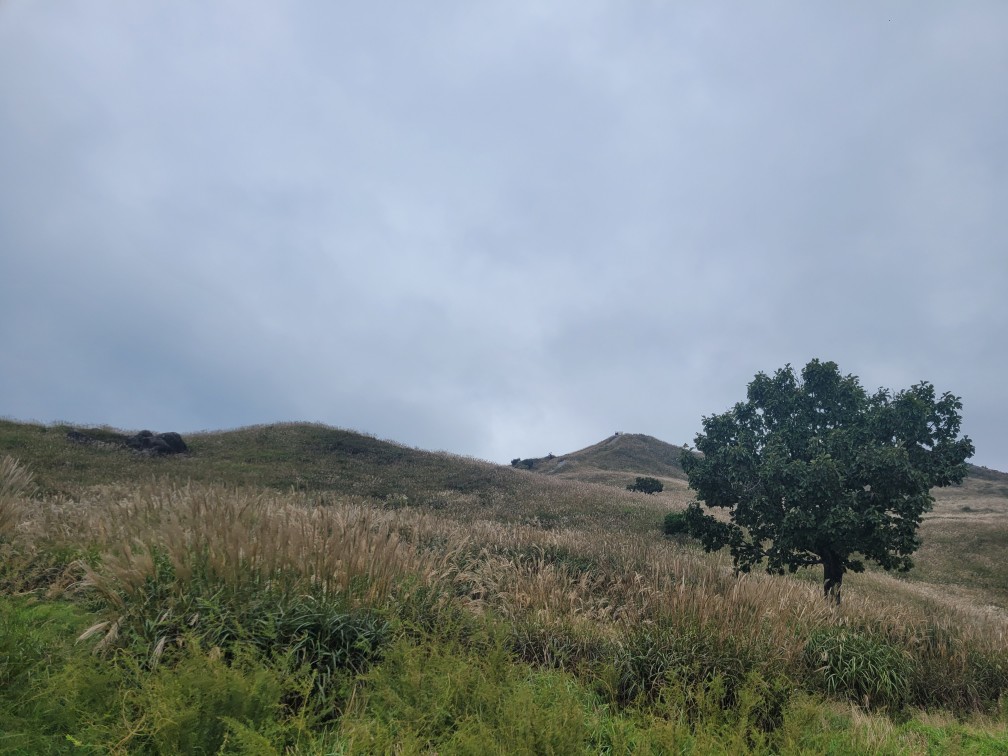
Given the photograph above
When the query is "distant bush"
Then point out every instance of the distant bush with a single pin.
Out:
(646, 485)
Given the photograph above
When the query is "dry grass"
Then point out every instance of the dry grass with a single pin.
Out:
(15, 482)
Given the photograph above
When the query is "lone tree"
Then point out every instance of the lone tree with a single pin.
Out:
(819, 472)
(647, 485)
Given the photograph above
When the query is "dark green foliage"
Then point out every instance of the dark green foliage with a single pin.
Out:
(675, 523)
(646, 485)
(819, 472)
(864, 668)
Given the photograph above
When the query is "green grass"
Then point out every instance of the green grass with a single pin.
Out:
(301, 589)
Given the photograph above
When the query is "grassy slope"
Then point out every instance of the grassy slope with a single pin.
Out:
(539, 531)
(964, 538)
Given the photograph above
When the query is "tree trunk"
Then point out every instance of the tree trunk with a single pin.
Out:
(833, 576)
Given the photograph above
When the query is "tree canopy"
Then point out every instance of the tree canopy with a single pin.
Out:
(815, 471)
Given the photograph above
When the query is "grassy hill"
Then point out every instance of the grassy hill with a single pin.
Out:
(325, 591)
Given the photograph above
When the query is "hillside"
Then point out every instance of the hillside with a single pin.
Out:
(962, 537)
(616, 459)
(328, 592)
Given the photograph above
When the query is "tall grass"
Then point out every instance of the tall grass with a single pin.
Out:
(572, 585)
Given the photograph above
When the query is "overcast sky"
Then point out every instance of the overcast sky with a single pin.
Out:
(498, 229)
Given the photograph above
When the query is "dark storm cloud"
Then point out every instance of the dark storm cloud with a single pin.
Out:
(497, 229)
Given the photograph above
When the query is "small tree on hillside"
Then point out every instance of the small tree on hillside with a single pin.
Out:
(819, 472)
(646, 485)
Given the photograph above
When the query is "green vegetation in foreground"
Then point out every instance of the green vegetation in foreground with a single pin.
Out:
(431, 691)
(435, 604)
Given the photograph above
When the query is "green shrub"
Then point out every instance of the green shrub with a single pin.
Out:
(859, 667)
(435, 698)
(646, 486)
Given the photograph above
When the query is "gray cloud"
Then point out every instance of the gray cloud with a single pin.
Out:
(497, 229)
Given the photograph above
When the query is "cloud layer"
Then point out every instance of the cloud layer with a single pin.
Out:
(498, 229)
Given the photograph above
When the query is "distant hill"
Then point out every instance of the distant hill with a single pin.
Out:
(616, 461)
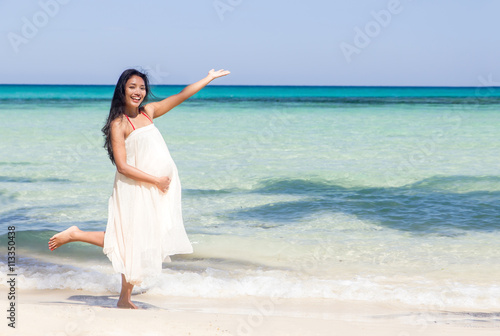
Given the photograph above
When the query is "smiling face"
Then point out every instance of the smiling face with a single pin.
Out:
(135, 91)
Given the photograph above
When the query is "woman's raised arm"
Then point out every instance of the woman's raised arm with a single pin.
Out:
(157, 109)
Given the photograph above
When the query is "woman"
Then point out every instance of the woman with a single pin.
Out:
(144, 213)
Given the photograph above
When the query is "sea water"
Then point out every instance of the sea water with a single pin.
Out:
(345, 193)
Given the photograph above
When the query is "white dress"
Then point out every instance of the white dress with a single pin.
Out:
(145, 226)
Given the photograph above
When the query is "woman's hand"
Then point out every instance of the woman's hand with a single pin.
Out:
(219, 73)
(163, 183)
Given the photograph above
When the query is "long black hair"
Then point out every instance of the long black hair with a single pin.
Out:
(118, 105)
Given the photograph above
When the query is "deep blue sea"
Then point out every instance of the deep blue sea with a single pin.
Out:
(380, 194)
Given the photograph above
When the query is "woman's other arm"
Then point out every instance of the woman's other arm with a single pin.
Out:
(157, 109)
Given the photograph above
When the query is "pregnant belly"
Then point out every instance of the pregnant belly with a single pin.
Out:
(158, 165)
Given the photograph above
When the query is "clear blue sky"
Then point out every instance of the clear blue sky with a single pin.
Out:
(262, 42)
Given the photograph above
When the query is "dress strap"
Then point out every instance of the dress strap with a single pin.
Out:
(147, 116)
(130, 121)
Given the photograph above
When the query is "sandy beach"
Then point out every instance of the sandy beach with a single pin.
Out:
(66, 312)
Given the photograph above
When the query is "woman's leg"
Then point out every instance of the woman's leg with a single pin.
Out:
(125, 295)
(75, 234)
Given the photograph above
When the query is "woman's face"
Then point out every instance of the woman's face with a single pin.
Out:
(135, 91)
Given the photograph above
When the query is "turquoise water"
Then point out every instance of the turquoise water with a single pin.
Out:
(377, 194)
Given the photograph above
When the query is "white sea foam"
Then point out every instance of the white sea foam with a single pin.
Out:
(217, 283)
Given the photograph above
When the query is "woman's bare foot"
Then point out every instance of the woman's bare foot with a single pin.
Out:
(126, 304)
(62, 238)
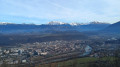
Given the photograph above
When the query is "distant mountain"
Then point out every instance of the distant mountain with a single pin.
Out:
(114, 28)
(51, 27)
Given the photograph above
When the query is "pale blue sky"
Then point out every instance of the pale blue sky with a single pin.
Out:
(43, 11)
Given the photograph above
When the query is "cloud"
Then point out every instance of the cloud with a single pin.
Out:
(65, 10)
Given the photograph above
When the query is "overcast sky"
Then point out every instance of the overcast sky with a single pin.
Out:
(43, 11)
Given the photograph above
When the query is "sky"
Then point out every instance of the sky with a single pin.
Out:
(44, 11)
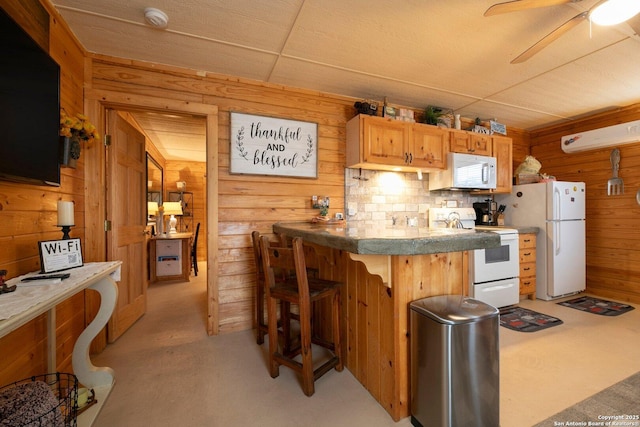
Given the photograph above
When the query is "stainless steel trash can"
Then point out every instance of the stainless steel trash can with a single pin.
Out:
(455, 362)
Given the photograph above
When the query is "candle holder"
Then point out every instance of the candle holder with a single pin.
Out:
(65, 231)
(65, 218)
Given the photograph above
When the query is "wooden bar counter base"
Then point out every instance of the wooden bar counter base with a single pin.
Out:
(384, 269)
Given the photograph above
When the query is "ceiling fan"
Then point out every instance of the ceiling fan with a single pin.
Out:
(630, 9)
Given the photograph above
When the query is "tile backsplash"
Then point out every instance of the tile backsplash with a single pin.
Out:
(379, 197)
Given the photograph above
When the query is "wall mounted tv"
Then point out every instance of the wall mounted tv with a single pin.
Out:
(29, 108)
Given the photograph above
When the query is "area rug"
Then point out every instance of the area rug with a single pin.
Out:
(525, 320)
(616, 405)
(597, 306)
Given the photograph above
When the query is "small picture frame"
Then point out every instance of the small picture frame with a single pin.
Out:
(58, 255)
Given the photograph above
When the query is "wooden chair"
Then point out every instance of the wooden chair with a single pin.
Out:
(194, 251)
(298, 289)
(285, 309)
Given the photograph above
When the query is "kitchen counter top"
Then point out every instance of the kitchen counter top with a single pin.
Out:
(366, 238)
(521, 229)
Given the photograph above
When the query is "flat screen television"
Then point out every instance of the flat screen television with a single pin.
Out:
(29, 108)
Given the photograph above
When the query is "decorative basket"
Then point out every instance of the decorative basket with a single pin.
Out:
(527, 178)
(42, 400)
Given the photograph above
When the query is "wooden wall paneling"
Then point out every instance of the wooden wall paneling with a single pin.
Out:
(27, 346)
(30, 211)
(613, 244)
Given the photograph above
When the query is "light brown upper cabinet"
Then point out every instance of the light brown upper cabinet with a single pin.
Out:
(429, 146)
(386, 144)
(502, 150)
(461, 141)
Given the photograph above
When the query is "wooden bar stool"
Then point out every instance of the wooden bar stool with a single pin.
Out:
(299, 289)
(285, 308)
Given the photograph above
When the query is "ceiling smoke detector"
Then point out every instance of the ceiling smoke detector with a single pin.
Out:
(156, 18)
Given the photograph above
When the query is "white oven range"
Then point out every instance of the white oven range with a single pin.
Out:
(493, 272)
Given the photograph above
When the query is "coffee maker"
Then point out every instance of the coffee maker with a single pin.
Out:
(485, 212)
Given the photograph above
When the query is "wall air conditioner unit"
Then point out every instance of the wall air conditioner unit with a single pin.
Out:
(623, 133)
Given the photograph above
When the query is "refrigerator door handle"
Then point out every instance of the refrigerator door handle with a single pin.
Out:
(556, 204)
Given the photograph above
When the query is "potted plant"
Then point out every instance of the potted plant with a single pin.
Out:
(432, 114)
(74, 129)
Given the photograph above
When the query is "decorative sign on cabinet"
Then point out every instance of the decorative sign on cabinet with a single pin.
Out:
(273, 146)
(470, 143)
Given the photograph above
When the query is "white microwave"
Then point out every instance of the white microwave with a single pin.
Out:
(465, 172)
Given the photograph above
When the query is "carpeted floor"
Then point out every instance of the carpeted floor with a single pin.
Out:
(597, 306)
(525, 320)
(618, 405)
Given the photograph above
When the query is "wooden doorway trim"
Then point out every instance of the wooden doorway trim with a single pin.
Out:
(96, 104)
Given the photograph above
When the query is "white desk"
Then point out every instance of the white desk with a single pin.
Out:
(30, 301)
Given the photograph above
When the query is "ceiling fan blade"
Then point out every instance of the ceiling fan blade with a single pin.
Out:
(516, 5)
(551, 37)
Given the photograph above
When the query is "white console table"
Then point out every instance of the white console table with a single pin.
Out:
(32, 299)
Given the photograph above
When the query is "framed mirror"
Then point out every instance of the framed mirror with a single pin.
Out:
(155, 181)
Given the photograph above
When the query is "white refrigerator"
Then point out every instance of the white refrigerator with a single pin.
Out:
(557, 208)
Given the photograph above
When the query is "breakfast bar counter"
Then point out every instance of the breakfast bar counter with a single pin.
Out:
(364, 238)
(383, 270)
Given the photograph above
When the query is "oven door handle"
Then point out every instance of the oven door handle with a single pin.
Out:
(498, 287)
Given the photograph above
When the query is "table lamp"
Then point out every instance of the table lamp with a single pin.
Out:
(66, 218)
(152, 209)
(173, 209)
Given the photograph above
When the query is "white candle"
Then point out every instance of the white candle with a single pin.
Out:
(65, 213)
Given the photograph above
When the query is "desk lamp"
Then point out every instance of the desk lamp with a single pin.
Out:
(173, 209)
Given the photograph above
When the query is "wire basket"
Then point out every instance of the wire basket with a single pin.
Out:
(41, 400)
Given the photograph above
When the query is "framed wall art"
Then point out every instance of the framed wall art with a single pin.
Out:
(271, 146)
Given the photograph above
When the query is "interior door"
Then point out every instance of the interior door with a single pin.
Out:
(126, 209)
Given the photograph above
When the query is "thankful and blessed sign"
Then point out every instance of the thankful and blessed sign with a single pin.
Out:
(56, 255)
(270, 146)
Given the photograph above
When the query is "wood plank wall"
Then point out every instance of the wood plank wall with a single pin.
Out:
(613, 235)
(246, 203)
(28, 212)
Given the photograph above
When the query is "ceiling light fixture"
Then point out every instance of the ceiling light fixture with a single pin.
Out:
(156, 18)
(613, 12)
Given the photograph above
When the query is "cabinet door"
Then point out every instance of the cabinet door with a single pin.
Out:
(459, 142)
(429, 147)
(480, 144)
(385, 141)
(503, 152)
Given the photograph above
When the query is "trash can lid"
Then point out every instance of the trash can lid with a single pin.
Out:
(454, 309)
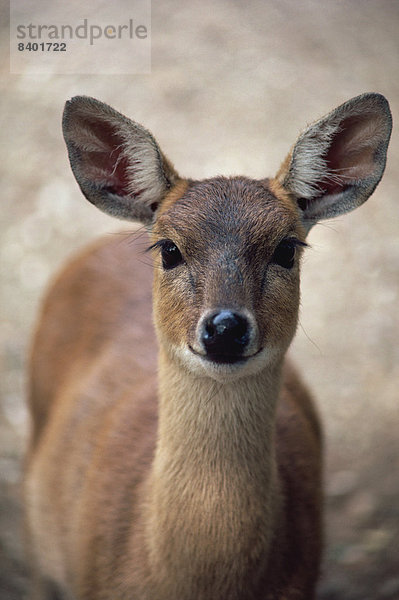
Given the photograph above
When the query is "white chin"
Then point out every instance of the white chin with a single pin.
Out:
(222, 372)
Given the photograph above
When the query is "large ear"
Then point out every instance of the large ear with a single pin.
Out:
(338, 161)
(117, 163)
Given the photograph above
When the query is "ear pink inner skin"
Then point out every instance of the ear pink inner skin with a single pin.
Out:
(351, 154)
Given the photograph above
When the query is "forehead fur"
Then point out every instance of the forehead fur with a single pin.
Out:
(226, 209)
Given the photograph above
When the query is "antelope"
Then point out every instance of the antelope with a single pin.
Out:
(199, 478)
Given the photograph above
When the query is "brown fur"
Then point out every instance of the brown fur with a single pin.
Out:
(209, 487)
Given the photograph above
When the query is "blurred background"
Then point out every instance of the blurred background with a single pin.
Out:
(232, 83)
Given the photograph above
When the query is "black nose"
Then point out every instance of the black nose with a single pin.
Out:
(225, 335)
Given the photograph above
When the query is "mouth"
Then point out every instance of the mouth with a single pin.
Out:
(225, 359)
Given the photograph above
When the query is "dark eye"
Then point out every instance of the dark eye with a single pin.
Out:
(284, 254)
(171, 255)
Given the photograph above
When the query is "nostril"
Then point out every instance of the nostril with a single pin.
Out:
(225, 336)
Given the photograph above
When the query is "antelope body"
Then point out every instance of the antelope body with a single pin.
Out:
(202, 482)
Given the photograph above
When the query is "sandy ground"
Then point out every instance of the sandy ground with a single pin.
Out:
(231, 85)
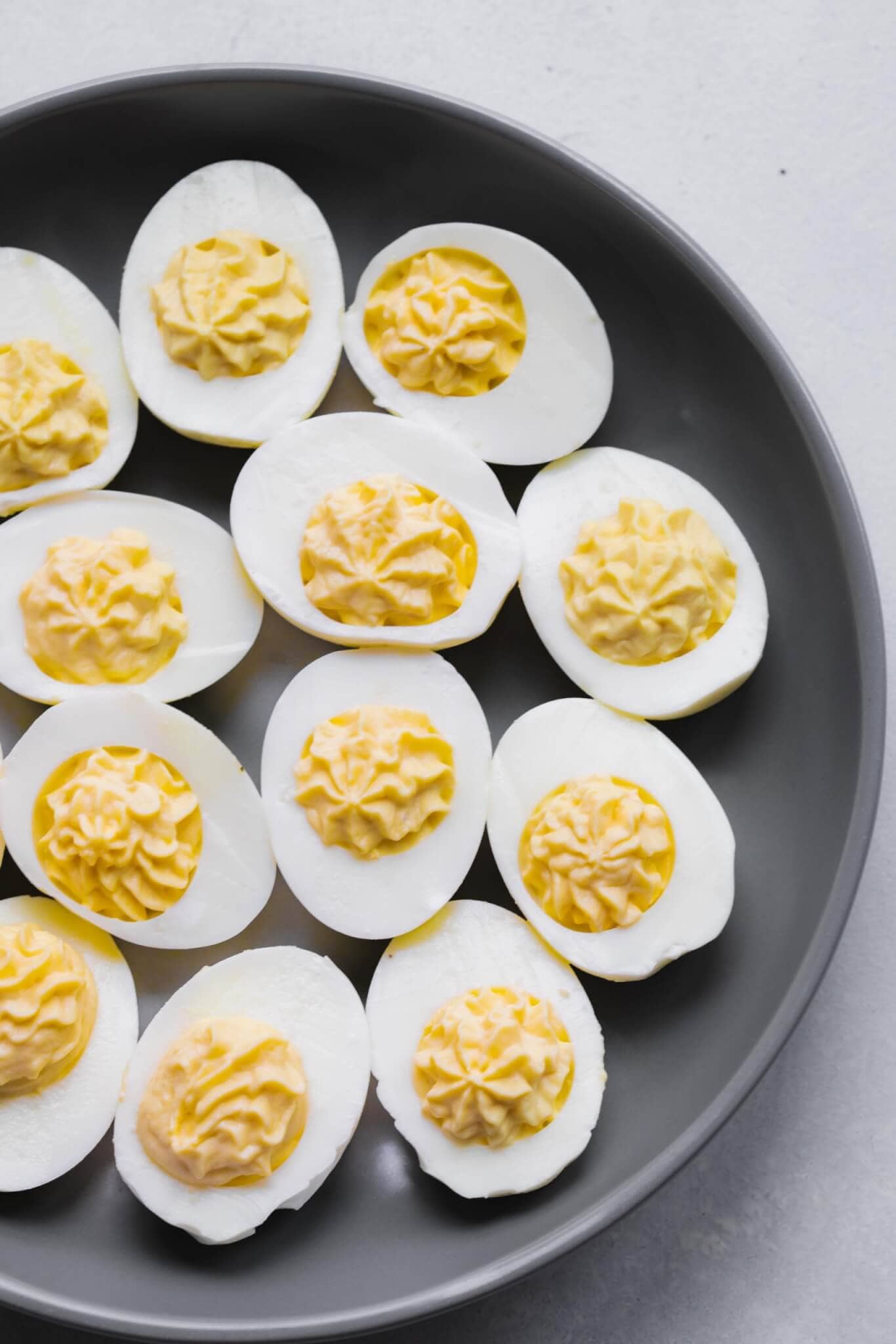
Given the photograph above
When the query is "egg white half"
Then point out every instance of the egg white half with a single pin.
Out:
(222, 606)
(472, 944)
(235, 872)
(257, 200)
(316, 1007)
(565, 740)
(41, 300)
(46, 1133)
(284, 480)
(590, 484)
(558, 393)
(377, 898)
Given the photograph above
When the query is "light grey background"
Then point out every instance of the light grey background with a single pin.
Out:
(766, 128)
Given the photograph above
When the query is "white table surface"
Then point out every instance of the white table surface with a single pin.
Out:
(766, 128)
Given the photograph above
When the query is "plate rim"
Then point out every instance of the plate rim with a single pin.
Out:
(872, 677)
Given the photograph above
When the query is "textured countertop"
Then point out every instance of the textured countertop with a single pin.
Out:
(766, 128)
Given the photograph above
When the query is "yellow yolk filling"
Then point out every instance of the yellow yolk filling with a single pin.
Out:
(493, 1065)
(47, 1009)
(648, 583)
(446, 322)
(226, 1105)
(384, 551)
(597, 852)
(52, 415)
(375, 780)
(102, 609)
(119, 831)
(232, 305)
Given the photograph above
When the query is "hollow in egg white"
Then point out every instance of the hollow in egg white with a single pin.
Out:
(375, 777)
(366, 530)
(68, 410)
(218, 1160)
(610, 842)
(232, 304)
(485, 335)
(640, 583)
(108, 588)
(137, 819)
(68, 1028)
(487, 1051)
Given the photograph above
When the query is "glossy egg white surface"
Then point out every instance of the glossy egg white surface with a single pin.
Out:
(377, 898)
(474, 944)
(257, 200)
(558, 393)
(46, 1133)
(316, 1007)
(235, 872)
(222, 606)
(41, 300)
(284, 480)
(589, 486)
(565, 740)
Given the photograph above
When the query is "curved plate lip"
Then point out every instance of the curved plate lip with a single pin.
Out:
(865, 596)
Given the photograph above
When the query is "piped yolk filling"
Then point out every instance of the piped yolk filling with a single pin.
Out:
(52, 415)
(493, 1066)
(102, 610)
(375, 780)
(226, 1105)
(446, 322)
(597, 852)
(648, 583)
(120, 831)
(232, 305)
(384, 551)
(47, 1009)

------

### SET EXERCISE
Please report how many lines in the items above contain the word "mounted", with case counting, and give only the number.

### TASK OUTPUT
2